SUPPLIED RECORDS: Begin

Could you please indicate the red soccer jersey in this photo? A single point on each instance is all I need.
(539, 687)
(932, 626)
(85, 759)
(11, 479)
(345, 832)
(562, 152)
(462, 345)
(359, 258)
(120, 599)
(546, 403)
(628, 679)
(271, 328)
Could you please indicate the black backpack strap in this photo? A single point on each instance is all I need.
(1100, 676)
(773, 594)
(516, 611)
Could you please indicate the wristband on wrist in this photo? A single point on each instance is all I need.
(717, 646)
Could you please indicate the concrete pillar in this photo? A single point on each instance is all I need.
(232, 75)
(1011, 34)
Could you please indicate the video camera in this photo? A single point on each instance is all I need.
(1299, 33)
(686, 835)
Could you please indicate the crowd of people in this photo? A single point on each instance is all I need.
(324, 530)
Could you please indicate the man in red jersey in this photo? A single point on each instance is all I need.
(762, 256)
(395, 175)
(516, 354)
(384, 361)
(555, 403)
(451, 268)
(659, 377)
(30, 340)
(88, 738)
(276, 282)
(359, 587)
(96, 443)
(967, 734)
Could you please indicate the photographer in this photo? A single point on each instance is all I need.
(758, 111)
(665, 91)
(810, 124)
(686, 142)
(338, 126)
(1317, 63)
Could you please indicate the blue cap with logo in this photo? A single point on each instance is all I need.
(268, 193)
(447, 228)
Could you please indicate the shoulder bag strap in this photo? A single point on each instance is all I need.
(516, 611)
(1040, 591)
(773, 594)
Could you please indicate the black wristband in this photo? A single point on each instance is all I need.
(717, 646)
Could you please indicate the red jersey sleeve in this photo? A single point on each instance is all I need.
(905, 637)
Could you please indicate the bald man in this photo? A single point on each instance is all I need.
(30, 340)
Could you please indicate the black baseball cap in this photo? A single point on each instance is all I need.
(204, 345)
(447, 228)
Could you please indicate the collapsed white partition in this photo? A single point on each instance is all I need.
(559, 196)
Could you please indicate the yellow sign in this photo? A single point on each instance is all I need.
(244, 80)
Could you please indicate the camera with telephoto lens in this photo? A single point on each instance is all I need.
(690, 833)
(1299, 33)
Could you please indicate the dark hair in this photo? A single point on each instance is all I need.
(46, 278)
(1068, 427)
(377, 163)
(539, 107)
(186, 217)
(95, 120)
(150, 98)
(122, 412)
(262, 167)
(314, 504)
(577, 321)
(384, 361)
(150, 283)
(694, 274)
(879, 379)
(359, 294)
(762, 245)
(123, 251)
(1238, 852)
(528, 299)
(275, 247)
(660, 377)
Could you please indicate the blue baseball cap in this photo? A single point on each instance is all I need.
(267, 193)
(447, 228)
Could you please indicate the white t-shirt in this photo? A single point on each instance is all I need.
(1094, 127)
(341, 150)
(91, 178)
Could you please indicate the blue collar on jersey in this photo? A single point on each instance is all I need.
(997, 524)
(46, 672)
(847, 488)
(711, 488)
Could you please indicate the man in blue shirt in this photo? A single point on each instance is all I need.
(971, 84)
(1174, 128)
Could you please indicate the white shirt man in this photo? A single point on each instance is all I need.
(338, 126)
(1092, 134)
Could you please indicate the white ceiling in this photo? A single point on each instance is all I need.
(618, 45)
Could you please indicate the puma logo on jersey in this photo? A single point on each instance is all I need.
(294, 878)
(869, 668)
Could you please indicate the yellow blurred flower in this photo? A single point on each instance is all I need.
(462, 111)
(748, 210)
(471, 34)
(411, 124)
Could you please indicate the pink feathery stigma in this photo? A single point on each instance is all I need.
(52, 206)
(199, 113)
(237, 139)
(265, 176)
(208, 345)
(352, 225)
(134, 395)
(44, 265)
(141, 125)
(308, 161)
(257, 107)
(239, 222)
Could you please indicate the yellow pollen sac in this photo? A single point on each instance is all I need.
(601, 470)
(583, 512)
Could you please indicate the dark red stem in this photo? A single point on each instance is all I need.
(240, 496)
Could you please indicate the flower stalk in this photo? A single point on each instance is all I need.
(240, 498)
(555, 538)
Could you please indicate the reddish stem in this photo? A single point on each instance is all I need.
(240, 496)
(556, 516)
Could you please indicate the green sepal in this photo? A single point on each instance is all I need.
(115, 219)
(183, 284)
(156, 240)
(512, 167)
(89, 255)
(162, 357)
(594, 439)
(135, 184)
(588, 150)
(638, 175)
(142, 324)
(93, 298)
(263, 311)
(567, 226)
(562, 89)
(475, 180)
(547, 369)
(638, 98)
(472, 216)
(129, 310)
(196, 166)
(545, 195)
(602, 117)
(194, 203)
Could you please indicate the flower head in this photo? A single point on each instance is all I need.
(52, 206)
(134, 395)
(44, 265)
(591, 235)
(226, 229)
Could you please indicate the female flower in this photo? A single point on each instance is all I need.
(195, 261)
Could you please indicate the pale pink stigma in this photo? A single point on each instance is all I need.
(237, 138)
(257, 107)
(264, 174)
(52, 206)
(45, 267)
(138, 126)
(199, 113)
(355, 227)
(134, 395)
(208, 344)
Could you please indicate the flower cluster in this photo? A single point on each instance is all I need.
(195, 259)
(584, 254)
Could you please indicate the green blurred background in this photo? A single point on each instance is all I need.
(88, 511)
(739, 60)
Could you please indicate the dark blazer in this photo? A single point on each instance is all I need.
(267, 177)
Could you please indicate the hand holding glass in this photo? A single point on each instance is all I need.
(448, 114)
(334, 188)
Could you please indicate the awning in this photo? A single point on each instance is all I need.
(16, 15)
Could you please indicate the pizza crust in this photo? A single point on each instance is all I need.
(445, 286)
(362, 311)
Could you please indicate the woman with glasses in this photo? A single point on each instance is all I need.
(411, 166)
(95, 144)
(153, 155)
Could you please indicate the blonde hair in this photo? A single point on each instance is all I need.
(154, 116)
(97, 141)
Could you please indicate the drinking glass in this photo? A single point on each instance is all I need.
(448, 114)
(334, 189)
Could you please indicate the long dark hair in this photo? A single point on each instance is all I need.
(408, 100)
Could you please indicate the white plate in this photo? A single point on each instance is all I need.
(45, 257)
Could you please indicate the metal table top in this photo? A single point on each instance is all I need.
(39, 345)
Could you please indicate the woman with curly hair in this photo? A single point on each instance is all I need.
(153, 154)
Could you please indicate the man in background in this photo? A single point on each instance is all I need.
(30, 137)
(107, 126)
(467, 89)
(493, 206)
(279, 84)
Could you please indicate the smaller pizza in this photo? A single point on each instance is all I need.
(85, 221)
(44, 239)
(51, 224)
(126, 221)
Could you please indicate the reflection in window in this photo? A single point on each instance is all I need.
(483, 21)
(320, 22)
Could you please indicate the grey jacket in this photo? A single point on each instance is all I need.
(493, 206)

SUPPLIED RECORDS: End

TASK DIRECTIONS:
Every record, from the first to the last, should be transcribed exactly.

EXERCISE RESULT:
Could you please indicate the red soccer jersey in this photo? A single point on each instance is all I need.
(539, 687)
(932, 626)
(85, 759)
(11, 479)
(345, 832)
(562, 152)
(462, 345)
(359, 258)
(120, 599)
(546, 403)
(628, 679)
(271, 328)
Could you please indicate the black backpack strap in this photo? A single point on each instance is all I need.
(1100, 676)
(773, 594)
(516, 611)
Could you please indicate the wristband on wrist in this photo? A single point on each instance is all I need.
(717, 646)
Could you please indicate the concrete pillar in this photo? A single point on each instance is all I need.
(232, 75)
(1011, 34)
Could you please indicate the video camera in this photo? A single point on each instance is all I need.
(1299, 33)
(686, 835)
Could you please indicate the crowd of people in this photo? A single point on each instance is all I need.
(324, 530)
Could you please indicate the man in red jersey in this photo? A single point on each instance is all I need.
(762, 256)
(395, 175)
(516, 354)
(384, 361)
(555, 403)
(451, 268)
(659, 377)
(30, 340)
(88, 738)
(276, 282)
(359, 587)
(96, 443)
(967, 734)
Could you please indicate the photographer in this photo? A single point on each instance is all I need.
(758, 111)
(665, 91)
(810, 124)
(686, 142)
(338, 126)
(1317, 63)
Could you please indicate the blue cap with logo in this photo? A single point on each instance is all I need.
(268, 193)
(447, 228)
Could you please indicate the shoulder bag strap in this photo? A single point on each instance is all I need.
(516, 611)
(1040, 591)
(773, 594)
Could you please indicate the black wristband in this photo? A single point on each instance is all I need.
(717, 646)
Could you please indicate the red jersey sleeve in this photo? A single point on each instance is all I need.
(905, 637)
Could you please indicate the bald man in this photo? A single point on each instance is all I need.
(30, 340)
Could you please indicate the black baseball cap in this photo? A single point on each instance is all I need.
(204, 345)
(447, 228)
Could you please indicate the collapsed white partition in this photo? A single point on each instance is all I need.
(559, 196)
Could you please indicate the yellow sign in this photo? A single point on each instance is all I need.
(244, 80)
Could you please indicate the camera with telephoto lens in this photo? A single point on each instance is all I need.
(690, 833)
(1299, 33)
Could you please indicate the dark hair in this photo? A single point on each instance is all I need.
(46, 278)
(1068, 427)
(377, 163)
(539, 107)
(186, 217)
(95, 120)
(150, 98)
(122, 412)
(262, 167)
(314, 504)
(577, 321)
(384, 361)
(150, 283)
(694, 274)
(879, 379)
(359, 294)
(762, 245)
(123, 251)
(1238, 852)
(528, 299)
(275, 247)
(660, 377)
Could you please indicate the blue baseball cap in this photo? A single point on each instance is all I need.
(267, 193)
(447, 228)
Could you please indicate the white t-shirt in this photo? A single point on each instance is all I need.
(1094, 127)
(341, 150)
(91, 178)
Could you please indicate the blue collar on jersey in this photo? A single point on each instance is all I need.
(997, 524)
(46, 672)
(847, 488)
(711, 488)
Could you please indicate the man in blue shirt in this photo? A single point on each instance is all I need.
(971, 84)
(1174, 128)
Could you please indicate the white shirt man in this photo? A single point on each instance is all I need.
(338, 126)
(1092, 134)
Could you please indicate the white ceiling in this photo? A single point on each instance is all I need.
(618, 45)
Could you please indicate the puma logo on jersey in this photo? A single point on each instance is all I need.
(294, 878)
(869, 668)
Could you please indicate the yellow blurred flower in this photo? A single point on each instance is all I need.
(462, 111)
(748, 210)
(471, 34)
(411, 124)
Could you please indicate the pink feathery stigma in this photo? A single point on each instance is all I need.
(52, 206)
(199, 113)
(237, 139)
(265, 176)
(208, 345)
(352, 225)
(134, 395)
(44, 265)
(141, 125)
(308, 161)
(257, 107)
(239, 222)
Could you please indicate the yellow pollen sac in this photo? A single point on each instance is all I need.
(601, 470)
(583, 512)
Could you please indicate the dark red stem in this photo? A single point on each instance is all I need.
(240, 496)
Could you please indicate the flower stalk in this photo? A single point on each instance is all I need.
(240, 498)
(555, 538)
Could you please indicate the reddish stem in this photo? A single point on each instance is all I need.
(240, 496)
(556, 516)
Could you please indicate the green sepal in this photo? A single point on each instance is all I need.
(115, 219)
(183, 284)
(156, 240)
(512, 167)
(89, 255)
(162, 357)
(594, 439)
(135, 184)
(588, 150)
(638, 175)
(142, 324)
(93, 298)
(263, 311)
(567, 226)
(562, 89)
(475, 180)
(547, 369)
(638, 98)
(472, 216)
(129, 310)
(196, 166)
(545, 195)
(602, 117)
(194, 203)
Could you please indicate the flower head in this photo? A single point on each instance is all I need.
(52, 206)
(134, 395)
(44, 265)
(591, 235)
(226, 229)
Could you please indicate the female flower in this photo? A single point on each instance is all I need.
(195, 261)
Could you please indicate the pale pink stigma in this photo? A single point on each instance is all I need.
(237, 138)
(257, 107)
(264, 174)
(52, 206)
(45, 267)
(138, 126)
(199, 113)
(355, 227)
(134, 395)
(208, 344)
Could you please indicate the flower cluster in this photo? A single point on each instance is all I need.
(195, 259)
(584, 254)
Could you please indicate the green blurred background in this photo? A single point on each instance is all I need.
(88, 511)
(739, 60)
Could you please indicate the dark blazer in this photo? A single point on each instance is all I need.
(267, 177)
Could you please indicate the hand holding glass in this photo? A single point on each instance is all I need.
(448, 114)
(334, 188)
Could you please indicate the awning in this photo? A single point on each instance is all I need.
(16, 15)
Could you please indicate the pizza crust in this photo? A single point on each instance is all I need.
(445, 286)
(362, 311)
Could you please indicate the woman with glasses in this photo? A single point on each instance is all I need.
(411, 166)
(95, 144)
(153, 155)
Could you please indicate the blonde hair in this photo? A single point on each instance is all I need.
(154, 116)
(97, 141)
Could you please indicate the drinking glass in this photo? A single point on each instance is all I need.
(448, 114)
(334, 189)
Could you please indicate the long dark hair in this photo? A single point on each instance is all I need.
(408, 100)
Could you please indicate the white plate in this photo? A single point on each instance is all I need.
(45, 257)
Could you please indicate the metal table top in this photo? A single point on each instance is all I need.
(39, 345)
Could you please indicate the woman with curly hair in this photo? A single point on each instance is all I need.
(153, 154)
Could you please indicate the man in background in this photo? A single point on each instance is all I need.
(30, 137)
(107, 126)
(467, 89)
(493, 206)
(279, 84)
Could you please indicate the smaller pizza in this photo? A single point on each instance is all I need.
(85, 221)
(44, 239)
(51, 224)
(126, 221)
Could you please indicate the reflection in window in this photo? A single point on each instance is all I need.
(483, 21)
(320, 22)
Could you please indicate the grey jacket in this photo? A single point on each instance is all I need.
(493, 206)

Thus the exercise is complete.